• YOUR GOAL: Only the lines from the first line of the entries through the line with "box: [81, 52, 83, 69]" belong in the answer, each restated word for word and without pictures.

• THE INPUT:
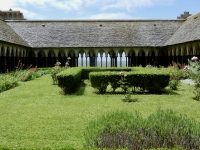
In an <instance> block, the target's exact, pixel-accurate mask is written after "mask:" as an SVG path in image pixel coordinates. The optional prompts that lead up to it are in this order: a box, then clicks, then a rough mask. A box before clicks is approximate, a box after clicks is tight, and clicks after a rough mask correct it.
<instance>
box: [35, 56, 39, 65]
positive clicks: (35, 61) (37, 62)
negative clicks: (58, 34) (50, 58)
mask: <svg viewBox="0 0 200 150" xmlns="http://www.w3.org/2000/svg"><path fill="white" fill-rule="evenodd" d="M35 66H38V57H35Z"/></svg>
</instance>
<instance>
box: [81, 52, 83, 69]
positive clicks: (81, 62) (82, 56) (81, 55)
mask: <svg viewBox="0 0 200 150" xmlns="http://www.w3.org/2000/svg"><path fill="white" fill-rule="evenodd" d="M81 67H83V55H81Z"/></svg>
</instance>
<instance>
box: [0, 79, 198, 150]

• ANSWER SECTION:
In an <instance> block, the target's exact, pixel-accurate mask is written after "mask:" as an SVG path in image pixel coordinates. The optional prompts that lead up to it are in this order: a box, then clicks, then a rough mask. A box before clicks is approximate, a box after clicks is tight, and clicks after a rough mask correct it.
<instance>
box: [35, 56, 39, 65]
positive clicks: (35, 61) (37, 62)
negative clicks: (58, 34) (50, 58)
mask: <svg viewBox="0 0 200 150" xmlns="http://www.w3.org/2000/svg"><path fill="white" fill-rule="evenodd" d="M35 66H38V57H35Z"/></svg>
</instance>
<instance>
box: [81, 52, 83, 69]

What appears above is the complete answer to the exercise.